◆ Set exercise 1
According to the news report on the Ezemvelo KZN Wildlife security contracts, what is the average monthly salary of a security guard?

Jonas Shabangu (Sabie Sands ranger) checks the thick bush for rogue lions near the village of Dumfries in the Bushbuck Ridge region. Several lion have escaped from the confines of the Sabie Sands game park concession of the Kruger Park. 300306. pic: chris collingridge

Durban - Two KwaZulu-Natal security companies have scooped lucrative Ezemvelo KZN Wildlife contracts worth more than R3.5 million to provide only four guards.

The inflated contracts see hundreds of thousands of rand channelled to two companies every month, which each provide two armed guards for parks in the province.

The average salary of a security guard barely tips the scale at about R3 000 a month. Security bosses rake in the rest.

A Sunday Tribune investigation revealed that Mosheni Communication and Bathethwa Security Services successfully bid and were awarded contracts midway through last year.

According to copies of service-level agreements between the guarding firms and Ezemvelo KZN Wildlife, the companies will be paid more than R3.5m when the year-long contract is complete.

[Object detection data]
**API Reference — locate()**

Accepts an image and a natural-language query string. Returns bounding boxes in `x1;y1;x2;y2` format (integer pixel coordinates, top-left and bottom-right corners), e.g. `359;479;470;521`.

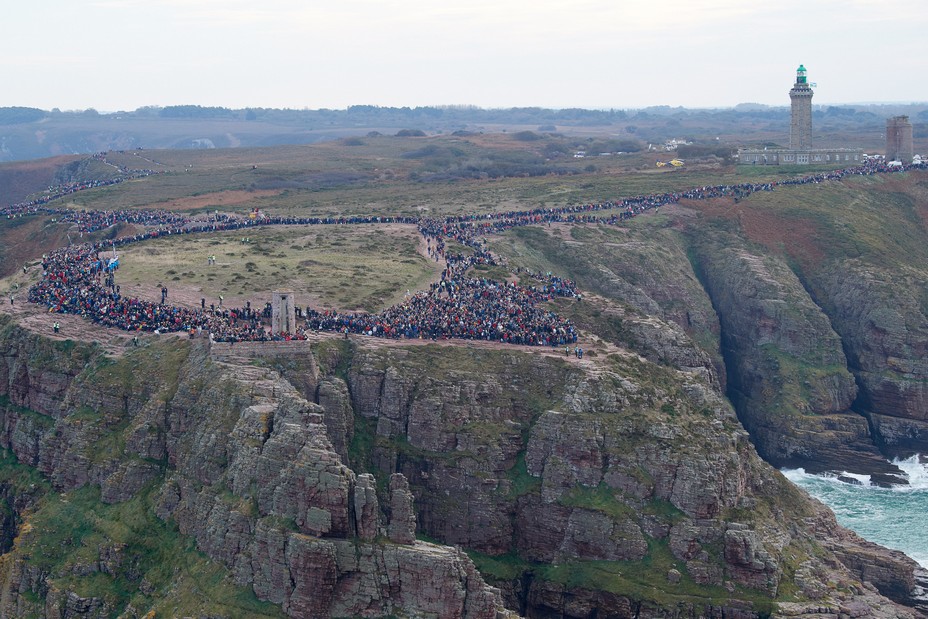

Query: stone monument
886;116;915;163
271;290;296;333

◆ Set exercise 2
Reproduce the object detection listing above with "stone monument" swapped for "granite monument", keeping every other line unchanged, and omit the picture.

◆ Final result 1
About R3 000 a month.

◆ Final result 2
**API Reference — locate()**

Accepts an image and a natural-language query string. Returns bounding boxes in `x1;y1;x2;y2` format (integer pixel coordinates, top-left and bottom-right corners), e.g. `359;479;470;521`.


Query: granite monument
886;116;915;163
271;290;296;333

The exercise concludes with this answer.